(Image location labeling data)
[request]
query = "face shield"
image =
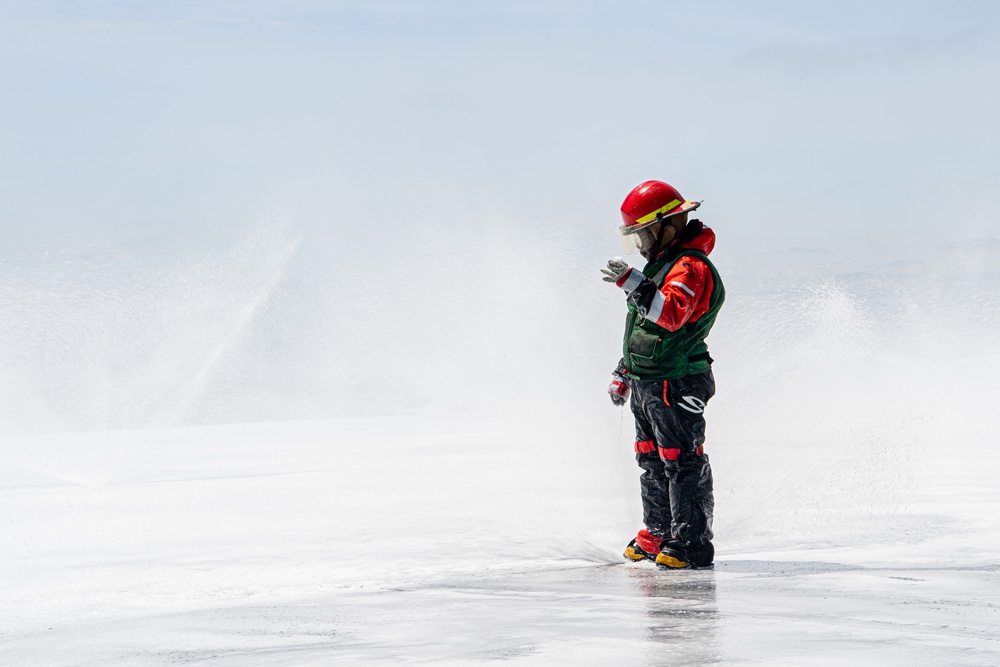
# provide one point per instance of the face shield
(637, 238)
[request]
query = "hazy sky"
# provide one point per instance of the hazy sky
(790, 119)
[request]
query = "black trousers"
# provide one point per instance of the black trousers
(676, 481)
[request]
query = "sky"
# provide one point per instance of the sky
(119, 115)
(208, 205)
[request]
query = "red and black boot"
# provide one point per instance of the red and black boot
(645, 545)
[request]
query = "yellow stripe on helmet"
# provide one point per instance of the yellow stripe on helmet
(649, 217)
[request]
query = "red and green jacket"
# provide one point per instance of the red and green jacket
(672, 305)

Exercise objective
Please repeat all of the data above word for word, leaving out the pictures.

The reply
[request]
query = "face shield"
image =
# provide one point per instance of the face shield
(637, 238)
[request]
query = "hazy sky"
# provide one point per instance of the hazy sky
(790, 119)
[request]
query = "black trousers"
# provide one point per instance of the black trousers
(676, 481)
[request]
query = "sky"
# provide one point per instance of the sky
(119, 115)
(208, 205)
[request]
query = "red and black boot"
# provide one point per instance of the red and black boot
(645, 545)
[request]
query = "yellow stripe on helmet"
# provide one point per instance of the yellow stripe on helmet
(649, 217)
[request]
query = "red and green jacket"
# provide one point per instance of the red and green jacket
(672, 305)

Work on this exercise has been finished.